• _Задание A_:
Перечислите всё, о чём, согласно исходному тексту, кто-то надрывно стенал на записи с кассеты.

• _Исходный текст_:
Читать книгу «Значит, ураган. Егор Летов: опыт лирического исследования» онлайн полностью📖 — Максима Семеляка — MyBook.
image

2. Перегиб и парадокс

Весной 1989 года довольно обыкновенный одноклассник выдал мне кассету – чуть ли не с «Наутилусом Помпилиусом». На ней оказалась обрывочная, в минуту максимум, дописка, где кто-то надрывно стенал про свою оборону, траурный мячик и солнечного зайчика. Запись была не то что даже плохая – она находилась по ту сторону музыки и являлась скорее предметом физики, которую нам в тот год приходилось изучать, что-то непонятное из области неравномерных амплитуд и кривизны волнового фронта. Больше похоже на учебную тревогу, нежели на песню, – иначе говоря, это действительно казалось настоящей гражданской обороной, хотя я и не знал тогда имени группы. Много лет спустя Егор обмолвился мне, что не любит неподписанные кассеты и диски, чувствуя в анонимности музыки какую-то опасность. Я в тот день рассудил примерно так же и, возвращая хозяину кассету, не стал уточнять, кто автор рокочущей анонимки. С тех пор жалею, что не спросил, потому что этой концертной записи я больше нигде и никогда не встречал; меж тем там была зафиксирована, пожалуй, лучшая версия песни «Моя оборона».

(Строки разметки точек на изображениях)

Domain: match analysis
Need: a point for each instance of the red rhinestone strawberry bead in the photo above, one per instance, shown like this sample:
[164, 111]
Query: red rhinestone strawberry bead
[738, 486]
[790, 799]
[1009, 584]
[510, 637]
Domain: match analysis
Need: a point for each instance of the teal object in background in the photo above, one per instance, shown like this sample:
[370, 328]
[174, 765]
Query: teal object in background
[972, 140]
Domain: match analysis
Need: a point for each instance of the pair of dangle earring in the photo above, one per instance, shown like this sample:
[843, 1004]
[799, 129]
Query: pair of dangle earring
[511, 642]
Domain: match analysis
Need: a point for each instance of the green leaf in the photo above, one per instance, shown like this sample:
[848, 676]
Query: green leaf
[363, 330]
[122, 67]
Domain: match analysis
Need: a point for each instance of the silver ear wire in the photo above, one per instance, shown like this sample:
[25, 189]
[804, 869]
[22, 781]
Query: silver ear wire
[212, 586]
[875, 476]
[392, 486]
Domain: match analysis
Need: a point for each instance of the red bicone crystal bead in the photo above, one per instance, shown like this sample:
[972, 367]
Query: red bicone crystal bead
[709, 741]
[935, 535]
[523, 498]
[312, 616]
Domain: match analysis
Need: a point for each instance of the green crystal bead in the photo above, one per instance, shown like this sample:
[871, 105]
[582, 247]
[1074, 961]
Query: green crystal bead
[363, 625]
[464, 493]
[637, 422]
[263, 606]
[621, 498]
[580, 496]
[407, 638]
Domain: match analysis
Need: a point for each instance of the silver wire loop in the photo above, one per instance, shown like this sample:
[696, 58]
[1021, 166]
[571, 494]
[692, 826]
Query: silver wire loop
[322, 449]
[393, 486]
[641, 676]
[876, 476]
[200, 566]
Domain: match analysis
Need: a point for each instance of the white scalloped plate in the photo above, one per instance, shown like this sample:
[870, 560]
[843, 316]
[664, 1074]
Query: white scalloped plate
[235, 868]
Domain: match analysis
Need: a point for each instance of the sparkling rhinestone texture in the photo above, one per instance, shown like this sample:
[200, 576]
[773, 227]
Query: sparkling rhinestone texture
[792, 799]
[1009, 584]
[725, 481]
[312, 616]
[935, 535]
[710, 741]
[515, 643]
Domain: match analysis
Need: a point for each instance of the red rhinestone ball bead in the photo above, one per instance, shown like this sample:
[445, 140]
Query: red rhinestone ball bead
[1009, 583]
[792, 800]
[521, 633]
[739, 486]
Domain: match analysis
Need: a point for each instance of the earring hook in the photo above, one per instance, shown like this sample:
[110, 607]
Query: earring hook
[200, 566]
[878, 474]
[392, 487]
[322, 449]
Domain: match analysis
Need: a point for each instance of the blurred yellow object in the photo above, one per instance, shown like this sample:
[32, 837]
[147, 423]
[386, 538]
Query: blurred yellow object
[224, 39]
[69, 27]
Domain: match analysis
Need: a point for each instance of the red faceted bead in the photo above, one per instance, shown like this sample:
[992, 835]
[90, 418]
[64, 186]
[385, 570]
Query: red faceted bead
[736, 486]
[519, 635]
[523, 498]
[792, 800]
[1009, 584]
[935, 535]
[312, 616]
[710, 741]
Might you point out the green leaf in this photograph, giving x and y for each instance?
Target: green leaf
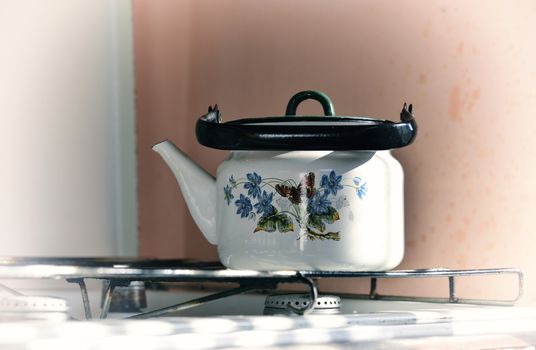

• _Задание B_:
Выпишите все строки, где встречается слово «blurred»; регистр учитывается.

• _Верный ответ A_:
своя оборона, траурный мячик, солнечный зайчик

• _Верный ответ B_:
Need: a point for each instance of the blurred yellow object in the photo above, one per instance, shown like this sample:
Query: blurred yellow object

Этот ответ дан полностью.